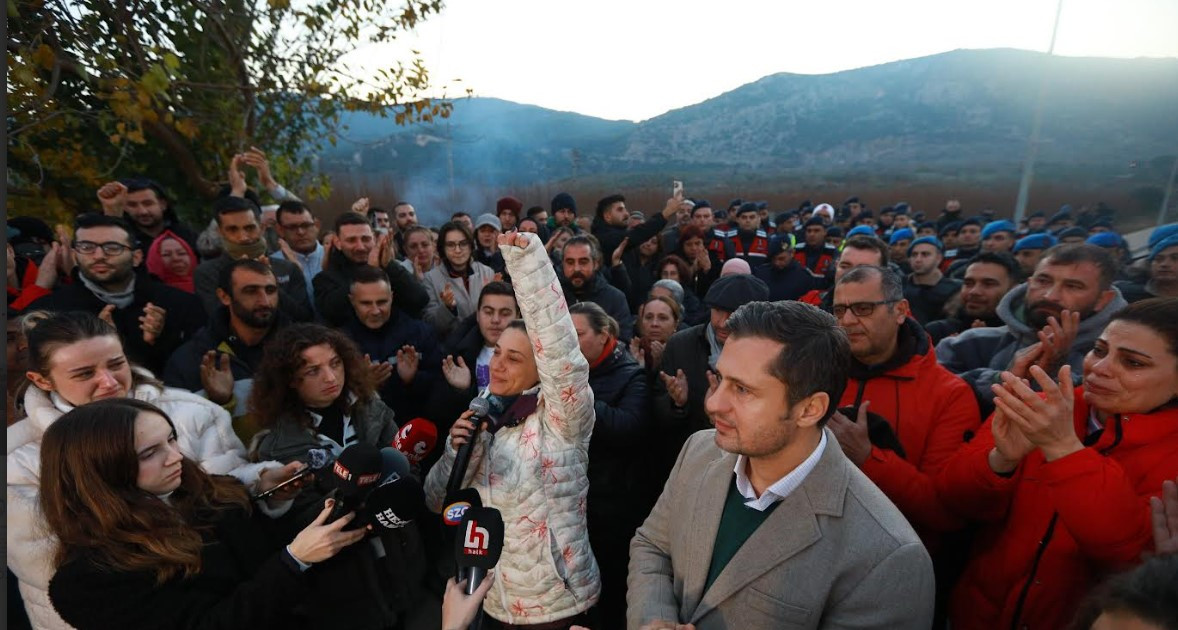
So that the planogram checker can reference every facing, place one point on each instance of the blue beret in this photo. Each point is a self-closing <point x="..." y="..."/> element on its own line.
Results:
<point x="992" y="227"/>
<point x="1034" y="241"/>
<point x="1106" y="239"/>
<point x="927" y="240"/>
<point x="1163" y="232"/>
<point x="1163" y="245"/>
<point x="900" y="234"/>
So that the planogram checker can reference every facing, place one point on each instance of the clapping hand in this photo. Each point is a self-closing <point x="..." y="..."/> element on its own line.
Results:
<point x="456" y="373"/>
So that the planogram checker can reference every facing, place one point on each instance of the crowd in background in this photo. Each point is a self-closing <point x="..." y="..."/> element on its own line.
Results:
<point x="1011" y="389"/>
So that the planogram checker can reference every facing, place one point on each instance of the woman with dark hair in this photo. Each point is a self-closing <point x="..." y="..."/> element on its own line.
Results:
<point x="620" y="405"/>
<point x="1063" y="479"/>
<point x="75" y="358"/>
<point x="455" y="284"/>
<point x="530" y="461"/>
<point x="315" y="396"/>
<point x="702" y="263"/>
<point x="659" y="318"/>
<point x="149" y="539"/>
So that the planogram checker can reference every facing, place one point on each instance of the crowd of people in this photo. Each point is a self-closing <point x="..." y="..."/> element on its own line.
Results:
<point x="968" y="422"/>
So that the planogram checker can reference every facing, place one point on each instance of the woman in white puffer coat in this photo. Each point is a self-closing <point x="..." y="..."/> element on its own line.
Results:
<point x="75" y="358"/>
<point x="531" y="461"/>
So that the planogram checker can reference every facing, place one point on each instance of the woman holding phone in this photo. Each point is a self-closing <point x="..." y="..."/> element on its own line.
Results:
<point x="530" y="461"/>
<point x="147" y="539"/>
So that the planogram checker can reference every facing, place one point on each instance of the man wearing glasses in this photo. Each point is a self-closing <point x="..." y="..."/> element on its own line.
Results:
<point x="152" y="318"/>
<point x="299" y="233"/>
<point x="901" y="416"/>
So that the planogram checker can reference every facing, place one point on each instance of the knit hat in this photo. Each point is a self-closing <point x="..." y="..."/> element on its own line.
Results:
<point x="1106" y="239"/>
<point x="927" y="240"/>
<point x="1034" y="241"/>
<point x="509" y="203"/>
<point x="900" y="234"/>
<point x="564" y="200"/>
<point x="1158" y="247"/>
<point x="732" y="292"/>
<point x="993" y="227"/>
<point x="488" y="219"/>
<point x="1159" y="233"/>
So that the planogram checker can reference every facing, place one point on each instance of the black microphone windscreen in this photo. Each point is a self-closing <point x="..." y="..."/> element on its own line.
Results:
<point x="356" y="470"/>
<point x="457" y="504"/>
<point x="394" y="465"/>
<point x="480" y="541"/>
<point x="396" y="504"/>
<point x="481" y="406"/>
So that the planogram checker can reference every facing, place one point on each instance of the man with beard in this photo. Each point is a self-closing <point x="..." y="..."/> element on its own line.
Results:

**Written request**: All of the data needs repeating exactly, but the pictures do not.

**Result below**:
So that the planogram checker can reference every facing, place one point on each instance of the blue beret in this photo. Each point is a self-closing <point x="..." y="..."/> element on its own line.
Results:
<point x="992" y="227"/>
<point x="1034" y="241"/>
<point x="1106" y="239"/>
<point x="927" y="240"/>
<point x="1163" y="232"/>
<point x="1163" y="245"/>
<point x="900" y="234"/>
So that the planogram checker can reference every facing, place one point on each instance of the clapping hand in this photo. Each point is a self-closing <point x="..." y="..."/> element on its own line.
Results:
<point x="456" y="373"/>
So that the planogram checker can reference every facing, place one point on each instance of the crowd in background in this photo. Each point is a self-closing <point x="..." y="..."/> element on its own line.
Results:
<point x="1011" y="389"/>
So that the planogram checker can reference every facing, place one point on each instance of the woman with dark hair in this photo. Each point is a self-closing <point x="..." y="..."/> element on its own line.
Results:
<point x="620" y="405"/>
<point x="1063" y="479"/>
<point x="75" y="358"/>
<point x="455" y="284"/>
<point x="530" y="461"/>
<point x="315" y="396"/>
<point x="702" y="263"/>
<point x="659" y="318"/>
<point x="149" y="539"/>
So that the planogram checker can reference every facing, place one point on each instance of the crowd of people in this photo. Each point is a self-closing <point x="..." y="..."/> element on its own line.
Results:
<point x="968" y="422"/>
So that the planogram checker can reference every facing, place one point on each instance of the woman in white puffer coat in this photo. Each point is a self-closing <point x="..." y="..."/> element on its own line.
Results:
<point x="75" y="358"/>
<point x="531" y="461"/>
So that the planogram checker can reference every facing, place one point on each instance of the woman holding phone in this photo. Each point is a self-closing <point x="..." y="..."/> element on its own line.
Results:
<point x="530" y="461"/>
<point x="147" y="539"/>
So that the planogram checker can reference every facing, place one point on each instance of the man wearing glasses in this photo. Each point is a self-closing <point x="..." y="..."/> element on its own line.
Results:
<point x="152" y="318"/>
<point x="299" y="233"/>
<point x="901" y="416"/>
So that the planogram checker can reference every facing, place one point on each instance of the knit hat in this photo. Each point is a self-closing <point x="..." y="..."/> element on its own line.
Results:
<point x="1106" y="239"/>
<point x="927" y="240"/>
<point x="1034" y="241"/>
<point x="509" y="203"/>
<point x="900" y="234"/>
<point x="564" y="200"/>
<point x="1158" y="247"/>
<point x="732" y="292"/>
<point x="993" y="227"/>
<point x="488" y="219"/>
<point x="1159" y="233"/>
So that the planogram checker can reference every facing, place one point on each instance of the black microphone windscreen in this photo. Each point is a self-closing <point x="..." y="..."/> element on its own line.
Results:
<point x="356" y="470"/>
<point x="457" y="504"/>
<point x="394" y="465"/>
<point x="480" y="541"/>
<point x="396" y="504"/>
<point x="481" y="406"/>
So that the planogram checker can reference every facing, place one point on each instance of the man with beard in this photo. Each point is a self-closing <point x="..." y="..."/> element on its own line.
Results:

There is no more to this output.